Pointing dataset records:
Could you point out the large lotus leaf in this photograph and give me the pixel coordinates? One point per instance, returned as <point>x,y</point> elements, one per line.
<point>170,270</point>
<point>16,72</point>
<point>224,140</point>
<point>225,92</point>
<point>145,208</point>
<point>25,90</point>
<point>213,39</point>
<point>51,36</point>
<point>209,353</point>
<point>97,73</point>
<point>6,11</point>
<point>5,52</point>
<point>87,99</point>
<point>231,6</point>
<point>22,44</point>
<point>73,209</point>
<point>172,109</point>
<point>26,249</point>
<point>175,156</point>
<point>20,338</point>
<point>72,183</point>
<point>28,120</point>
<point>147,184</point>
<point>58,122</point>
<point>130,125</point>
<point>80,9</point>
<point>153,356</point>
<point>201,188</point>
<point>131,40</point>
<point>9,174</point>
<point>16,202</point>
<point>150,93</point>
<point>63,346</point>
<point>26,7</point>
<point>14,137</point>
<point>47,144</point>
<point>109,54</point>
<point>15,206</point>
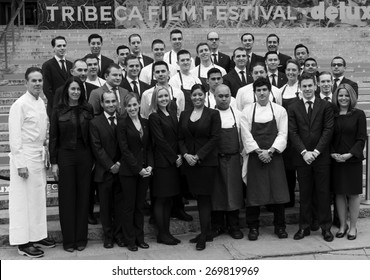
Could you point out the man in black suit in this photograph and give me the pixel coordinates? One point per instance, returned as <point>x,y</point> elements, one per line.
<point>132,82</point>
<point>277,78</point>
<point>239,76</point>
<point>134,41</point>
<point>217,57</point>
<point>105,148</point>
<point>272,44</point>
<point>338,67</point>
<point>311,124</point>
<point>55,71</point>
<point>95,43</point>
<point>248,41</point>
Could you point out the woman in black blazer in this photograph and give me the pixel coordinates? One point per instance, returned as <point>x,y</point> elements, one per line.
<point>163,125</point>
<point>71,160</point>
<point>135,169</point>
<point>199,129</point>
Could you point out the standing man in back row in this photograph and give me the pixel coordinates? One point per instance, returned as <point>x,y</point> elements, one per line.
<point>27,195</point>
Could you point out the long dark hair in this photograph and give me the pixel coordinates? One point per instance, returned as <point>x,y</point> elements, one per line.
<point>64,100</point>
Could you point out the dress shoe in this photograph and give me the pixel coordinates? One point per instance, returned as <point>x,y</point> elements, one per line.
<point>201,243</point>
<point>30,251</point>
<point>45,243</point>
<point>209,238</point>
<point>236,233</point>
<point>301,233</point>
<point>182,215</point>
<point>253,234</point>
<point>132,248</point>
<point>340,234</point>
<point>352,237</point>
<point>81,247</point>
<point>108,243</point>
<point>281,233</point>
<point>92,220</point>
<point>142,245</point>
<point>167,240</point>
<point>328,236</point>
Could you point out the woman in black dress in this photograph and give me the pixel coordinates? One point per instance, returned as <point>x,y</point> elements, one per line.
<point>347,152</point>
<point>71,160</point>
<point>135,169</point>
<point>163,126</point>
<point>199,130</point>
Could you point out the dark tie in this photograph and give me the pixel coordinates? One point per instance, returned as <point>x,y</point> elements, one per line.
<point>335,84</point>
<point>64,69</point>
<point>136,90</point>
<point>244,82</point>
<point>112,124</point>
<point>309,110</point>
<point>273,80</point>
<point>215,58</point>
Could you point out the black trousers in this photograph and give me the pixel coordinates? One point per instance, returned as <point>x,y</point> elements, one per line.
<point>73,194</point>
<point>227,220</point>
<point>314,189</point>
<point>111,205</point>
<point>134,190</point>
<point>252,214</point>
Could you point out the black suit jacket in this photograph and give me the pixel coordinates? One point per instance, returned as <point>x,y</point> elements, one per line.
<point>233,81</point>
<point>126,85</point>
<point>223,61</point>
<point>53,79</point>
<point>204,142</point>
<point>312,135</point>
<point>164,132</point>
<point>104,146</point>
<point>136,152</point>
<point>105,62</point>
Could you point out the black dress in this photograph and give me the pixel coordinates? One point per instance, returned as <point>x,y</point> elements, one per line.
<point>349,137</point>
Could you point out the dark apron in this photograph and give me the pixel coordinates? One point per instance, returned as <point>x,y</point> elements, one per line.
<point>228,189</point>
<point>266,182</point>
<point>289,151</point>
<point>187,93</point>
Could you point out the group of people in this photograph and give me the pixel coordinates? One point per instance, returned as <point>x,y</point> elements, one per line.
<point>233,131</point>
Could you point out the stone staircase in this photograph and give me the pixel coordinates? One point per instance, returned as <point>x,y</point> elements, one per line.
<point>33,48</point>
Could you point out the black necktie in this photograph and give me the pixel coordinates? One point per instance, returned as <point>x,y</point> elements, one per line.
<point>112,124</point>
<point>215,58</point>
<point>273,80</point>
<point>136,90</point>
<point>309,110</point>
<point>244,82</point>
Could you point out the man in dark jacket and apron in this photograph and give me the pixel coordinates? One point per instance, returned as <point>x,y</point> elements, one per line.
<point>264,130</point>
<point>227,197</point>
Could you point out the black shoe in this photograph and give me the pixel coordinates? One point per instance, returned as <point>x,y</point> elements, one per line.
<point>30,251</point>
<point>253,234</point>
<point>142,245</point>
<point>108,243</point>
<point>45,243</point>
<point>236,233</point>
<point>92,220</point>
<point>342,234</point>
<point>352,237</point>
<point>182,215</point>
<point>281,233</point>
<point>328,236</point>
<point>301,233</point>
<point>132,248</point>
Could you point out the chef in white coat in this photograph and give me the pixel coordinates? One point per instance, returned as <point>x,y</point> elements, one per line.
<point>27,194</point>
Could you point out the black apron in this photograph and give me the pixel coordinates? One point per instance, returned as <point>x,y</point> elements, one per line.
<point>228,189</point>
<point>187,93</point>
<point>266,182</point>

§ TASK TO COMPLETE
Copy every line of the data above word for word, but leave out the pictures.

§ SOLVED PROBLEM
Could you point out the large lotus leaf in this photograph and give me the pixel coordinates? One point per instance, returned as <point>x,y</point> elements, one per line.
<point>170,270</point>
<point>16,72</point>
<point>224,140</point>
<point>225,92</point>
<point>145,208</point>
<point>25,90</point>
<point>213,39</point>
<point>51,36</point>
<point>209,353</point>
<point>97,73</point>
<point>6,11</point>
<point>5,52</point>
<point>87,99</point>
<point>231,6</point>
<point>22,44</point>
<point>73,209</point>
<point>172,109</point>
<point>26,249</point>
<point>175,156</point>
<point>20,338</point>
<point>72,183</point>
<point>28,120</point>
<point>147,184</point>
<point>58,122</point>
<point>130,125</point>
<point>80,9</point>
<point>153,356</point>
<point>201,188</point>
<point>131,40</point>
<point>9,174</point>
<point>16,202</point>
<point>150,93</point>
<point>63,346</point>
<point>26,7</point>
<point>14,137</point>
<point>47,144</point>
<point>109,54</point>
<point>15,206</point>
Could you point out the man in black suit in this photograph and give me the pixel coordinates? One point per instance, returned as <point>x,y</point> elements, one per line.
<point>132,82</point>
<point>277,78</point>
<point>239,76</point>
<point>134,41</point>
<point>217,57</point>
<point>105,148</point>
<point>272,44</point>
<point>338,67</point>
<point>311,124</point>
<point>55,71</point>
<point>95,43</point>
<point>248,41</point>
Could you point out the woman in black blazer in this photograph and give me the pixel coordinates? One point per instance, returned as <point>x,y</point> elements, one per line.
<point>163,125</point>
<point>71,160</point>
<point>135,169</point>
<point>199,129</point>
Could you point out the standing man in back row in this photograph and give me the pixel coordinates? One point per instance, returned as <point>x,y</point> elements, one per line.
<point>27,195</point>
Could you point out the long dark hair in this photograph and give me the pixel coordinates? One point per instance, returned as <point>x,y</point> elements, one per line.
<point>64,100</point>
Could you point out the dress shoe in this photograph and give me the pixel coordinates? One point per instance, returned as <point>x,y</point> elements, one per line.
<point>201,243</point>
<point>30,251</point>
<point>45,243</point>
<point>209,238</point>
<point>236,233</point>
<point>301,233</point>
<point>182,215</point>
<point>253,234</point>
<point>132,248</point>
<point>340,234</point>
<point>352,237</point>
<point>81,247</point>
<point>108,243</point>
<point>281,233</point>
<point>92,220</point>
<point>142,245</point>
<point>167,240</point>
<point>328,236</point>
Could you point out the woman in black dress in this photograph and give me the pixel coordinates? One point per instance, returned as <point>x,y</point> elements, one per line.
<point>347,152</point>
<point>71,160</point>
<point>135,169</point>
<point>163,126</point>
<point>199,130</point>
Could you point out the dark tie in this photograph and give me the pixel coordinates? One point per instance, returned as <point>x,y</point> elements, one per line.
<point>335,84</point>
<point>64,69</point>
<point>136,90</point>
<point>244,82</point>
<point>112,124</point>
<point>309,110</point>
<point>273,80</point>
<point>215,58</point>
Could you point out the black trousers in this photograph and give me the pixel coordinates? One point per instance, returned as <point>x,y</point> elements, one per line.
<point>73,194</point>
<point>227,220</point>
<point>314,189</point>
<point>111,205</point>
<point>134,190</point>
<point>252,214</point>
Could you point out the black suit jacket in this photograph and give me the pixel coordinates? One point per instance, returned as <point>x,y</point> elements, one per line.
<point>233,81</point>
<point>126,85</point>
<point>223,61</point>
<point>53,79</point>
<point>204,142</point>
<point>312,135</point>
<point>164,132</point>
<point>104,146</point>
<point>136,152</point>
<point>105,62</point>
Could you point out the black dress in this photograph and give me the pixel coordinates? One point per instance, returned as <point>x,y</point> elements, one per line.
<point>349,137</point>
Could you point out the dark apron in this photograph and give me the pixel coordinates? One point per instance, returned as <point>x,y</point> elements, one per line.
<point>228,189</point>
<point>266,182</point>
<point>289,151</point>
<point>187,93</point>
Could you point out the group of people in this photograph and give me the pixel coordinates? One point per instance, returned as <point>x,y</point> elements, one per line.
<point>233,131</point>
Could you point out the stone staircase in this photograph and give me the pixel coordinates? One point per instance, returned as <point>x,y</point> elements, one per line.
<point>33,48</point>
Could you point out the black necktie in this photograph and give me the pixel coordinates? One point per instance, returned as <point>x,y</point> elements, one per line.
<point>112,124</point>
<point>215,58</point>
<point>273,80</point>
<point>136,90</point>
<point>309,110</point>
<point>244,82</point>
Could you point out the man in dark jacket and apron in this photograph and give me the pixel coordinates? One point per instance, returned as <point>x,y</point> elements, one per line.
<point>264,130</point>
<point>227,197</point>
Could you point out the black shoe in this photograph and give me the pixel coordinates? One point per instance, returned as <point>x,y</point> elements, one per line.
<point>30,251</point>
<point>253,234</point>
<point>142,245</point>
<point>108,243</point>
<point>45,243</point>
<point>236,233</point>
<point>92,220</point>
<point>342,234</point>
<point>352,237</point>
<point>182,215</point>
<point>281,233</point>
<point>328,236</point>
<point>301,233</point>
<point>132,248</point>
Could you point out the chef in white coat in this photograph and give me the pixel coordinates? One point per instance, returned as <point>x,y</point> elements, one per line.
<point>27,194</point>
Could you point out the black apron in this photograph and give me the pixel coordinates? One point per instance, returned as <point>x,y</point> elements, one per line.
<point>228,189</point>
<point>187,93</point>
<point>266,182</point>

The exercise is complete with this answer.